WORK TO DO: Write each line word for word, from the line that contains "the auction sticker on window" through the last line of the material below.

::::::::

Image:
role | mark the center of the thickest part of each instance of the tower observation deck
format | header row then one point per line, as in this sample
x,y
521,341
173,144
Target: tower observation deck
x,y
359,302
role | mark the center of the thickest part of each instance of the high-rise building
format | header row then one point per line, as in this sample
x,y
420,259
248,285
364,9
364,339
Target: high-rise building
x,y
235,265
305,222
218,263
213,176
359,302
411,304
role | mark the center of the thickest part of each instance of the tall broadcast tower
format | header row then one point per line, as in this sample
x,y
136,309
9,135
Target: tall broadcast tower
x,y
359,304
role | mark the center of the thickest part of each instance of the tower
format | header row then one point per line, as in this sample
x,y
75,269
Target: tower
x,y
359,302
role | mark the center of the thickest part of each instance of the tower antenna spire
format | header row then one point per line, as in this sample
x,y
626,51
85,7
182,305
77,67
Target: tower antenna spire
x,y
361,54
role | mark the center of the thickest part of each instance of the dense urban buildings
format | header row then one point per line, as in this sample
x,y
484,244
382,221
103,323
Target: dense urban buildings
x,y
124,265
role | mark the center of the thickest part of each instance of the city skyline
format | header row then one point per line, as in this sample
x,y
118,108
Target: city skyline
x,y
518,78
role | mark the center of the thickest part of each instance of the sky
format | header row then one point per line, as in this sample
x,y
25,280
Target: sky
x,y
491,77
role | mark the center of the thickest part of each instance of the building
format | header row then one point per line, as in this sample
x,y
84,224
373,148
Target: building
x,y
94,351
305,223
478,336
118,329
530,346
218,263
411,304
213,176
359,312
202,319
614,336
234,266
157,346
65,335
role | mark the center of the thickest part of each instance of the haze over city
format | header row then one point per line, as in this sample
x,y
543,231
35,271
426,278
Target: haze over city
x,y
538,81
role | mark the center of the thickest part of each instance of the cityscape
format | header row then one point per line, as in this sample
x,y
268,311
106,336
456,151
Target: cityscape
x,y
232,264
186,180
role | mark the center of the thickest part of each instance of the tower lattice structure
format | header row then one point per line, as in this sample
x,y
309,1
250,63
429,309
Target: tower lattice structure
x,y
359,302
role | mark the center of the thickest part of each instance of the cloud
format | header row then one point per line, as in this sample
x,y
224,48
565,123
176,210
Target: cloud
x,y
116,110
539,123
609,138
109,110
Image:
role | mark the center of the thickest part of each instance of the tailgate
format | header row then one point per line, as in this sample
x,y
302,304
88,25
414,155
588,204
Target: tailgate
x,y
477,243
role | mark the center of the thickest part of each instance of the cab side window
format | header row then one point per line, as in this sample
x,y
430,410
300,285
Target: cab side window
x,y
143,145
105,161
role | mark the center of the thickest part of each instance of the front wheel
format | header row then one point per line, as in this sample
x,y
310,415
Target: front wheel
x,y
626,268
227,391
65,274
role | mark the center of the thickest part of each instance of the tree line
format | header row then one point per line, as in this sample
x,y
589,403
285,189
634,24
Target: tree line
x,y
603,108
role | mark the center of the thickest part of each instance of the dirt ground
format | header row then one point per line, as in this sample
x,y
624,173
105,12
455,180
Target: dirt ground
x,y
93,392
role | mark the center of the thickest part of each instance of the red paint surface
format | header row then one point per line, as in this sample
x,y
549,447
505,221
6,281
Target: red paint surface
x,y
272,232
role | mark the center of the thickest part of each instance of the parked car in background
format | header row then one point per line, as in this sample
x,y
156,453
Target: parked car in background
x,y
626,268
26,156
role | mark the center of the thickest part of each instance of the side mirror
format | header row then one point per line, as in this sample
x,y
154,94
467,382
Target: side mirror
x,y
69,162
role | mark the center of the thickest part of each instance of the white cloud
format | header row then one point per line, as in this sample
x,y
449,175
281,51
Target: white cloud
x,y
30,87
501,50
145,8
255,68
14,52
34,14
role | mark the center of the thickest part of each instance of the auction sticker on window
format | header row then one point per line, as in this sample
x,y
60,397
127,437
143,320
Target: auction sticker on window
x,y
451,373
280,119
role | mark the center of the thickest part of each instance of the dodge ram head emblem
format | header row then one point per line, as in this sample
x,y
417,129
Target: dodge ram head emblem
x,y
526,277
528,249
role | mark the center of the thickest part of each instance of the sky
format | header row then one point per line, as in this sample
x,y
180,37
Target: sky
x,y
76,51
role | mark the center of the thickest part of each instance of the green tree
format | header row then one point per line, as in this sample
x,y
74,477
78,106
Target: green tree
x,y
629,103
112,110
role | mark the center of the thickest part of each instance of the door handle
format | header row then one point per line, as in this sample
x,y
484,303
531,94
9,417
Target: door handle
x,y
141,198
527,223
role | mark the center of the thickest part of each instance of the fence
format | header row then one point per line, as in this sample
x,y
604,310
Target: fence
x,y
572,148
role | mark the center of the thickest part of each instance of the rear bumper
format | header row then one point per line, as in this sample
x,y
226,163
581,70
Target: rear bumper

::::::::

CORRECT OUTPUT:
role | mark the center of the thickest part of each instance of the auction sticker on window
format | header row then one point per line, as in this sample
x,y
60,397
127,437
143,320
Target: auction sticker on window
x,y
451,373
280,119
role | mark the center of the thickest part of each instance of the dodge ram head emblem
format | header row then one point per line, as in this sample
x,y
417,129
Target: dodge ram head emblem
x,y
526,277
528,249
role | mark the center of the thickest part of each instance of the sky
format | header row then one point per line, as in this sample
x,y
180,37
Target: sky
x,y
76,51
role | mark the center of the thickest part of each instance of the green tree
format | header row then one point per line, as in this sample
x,y
74,477
78,106
Target: green tree
x,y
629,103
112,110
role | mark the center of the thickest part of each instance of the door handle
format | header row then one point per line, as in this sample
x,y
484,303
531,94
9,417
Target: door handle
x,y
141,198
527,223
role | mark the center of the thickest part of each instance of the fence
format | header row then one point per line, as in this sample
x,y
604,310
Target: fence
x,y
572,148
role | mark the center of the thickest part of each instance of the rear bumper
format | header row then one point per line, as in this sample
x,y
226,163
581,70
Target: rear bumper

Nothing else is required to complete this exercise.